_Problem to work on_.
Exclude any images and output the remaining records exactly.

_Exercise input_.
* * * *

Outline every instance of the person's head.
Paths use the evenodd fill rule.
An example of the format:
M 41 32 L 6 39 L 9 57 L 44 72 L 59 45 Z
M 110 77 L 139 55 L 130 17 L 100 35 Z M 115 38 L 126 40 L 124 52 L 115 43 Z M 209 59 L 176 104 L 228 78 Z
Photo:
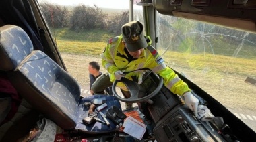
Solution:
M 148 46 L 143 32 L 143 25 L 139 21 L 131 21 L 122 26 L 123 44 L 134 58 L 139 58 Z
M 89 62 L 88 71 L 90 74 L 95 74 L 100 71 L 100 67 L 97 62 L 92 61 Z

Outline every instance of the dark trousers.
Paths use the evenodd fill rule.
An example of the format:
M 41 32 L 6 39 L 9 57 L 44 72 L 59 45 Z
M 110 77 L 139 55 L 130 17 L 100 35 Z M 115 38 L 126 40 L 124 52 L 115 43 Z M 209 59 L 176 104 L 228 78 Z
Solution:
M 92 84 L 91 89 L 94 91 L 95 94 L 104 94 L 104 91 L 108 87 L 111 86 L 113 83 L 109 78 L 108 73 L 105 73 L 97 78 L 94 83 Z M 115 88 L 114 88 L 115 89 Z M 121 89 L 122 94 L 125 98 L 129 98 L 131 94 L 129 91 L 124 91 Z M 132 103 L 126 103 L 127 106 L 131 106 Z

* * * *

_Task response_.
Outline every instance of the person's head.
Paths use the evenodd fill rule.
An example of the format:
M 41 32 L 6 39 L 9 57 L 44 72 L 59 45 Z
M 110 77 L 139 55 L 130 17 L 100 35 Z M 115 38 L 126 40 L 124 52 L 115 43 Z M 209 59 L 176 104 L 228 78 Z
Photo:
Solution:
M 148 46 L 143 32 L 143 25 L 139 21 L 131 21 L 122 26 L 123 44 L 134 58 L 139 58 Z
M 89 62 L 88 71 L 90 74 L 95 74 L 100 71 L 100 67 L 97 62 L 92 61 Z

Outline every instance of the dark trousers.
Paths use the evenodd fill rule.
An example of the format:
M 41 32 L 6 39 L 9 57 L 44 72 L 59 45 Z
M 110 77 L 139 55 L 130 17 L 100 35 Z M 115 38 L 126 40 L 124 52 L 115 43 Z M 209 59 L 176 104 L 228 78 Z
Solution:
M 92 84 L 91 89 L 94 91 L 95 94 L 104 94 L 104 91 L 108 87 L 111 86 L 113 83 L 109 78 L 108 73 L 105 73 L 97 78 L 94 83 Z M 115 88 L 114 88 L 115 89 Z M 121 89 L 122 94 L 125 98 L 129 98 L 131 94 L 129 91 L 124 91 Z M 132 103 L 126 103 L 127 106 L 131 106 Z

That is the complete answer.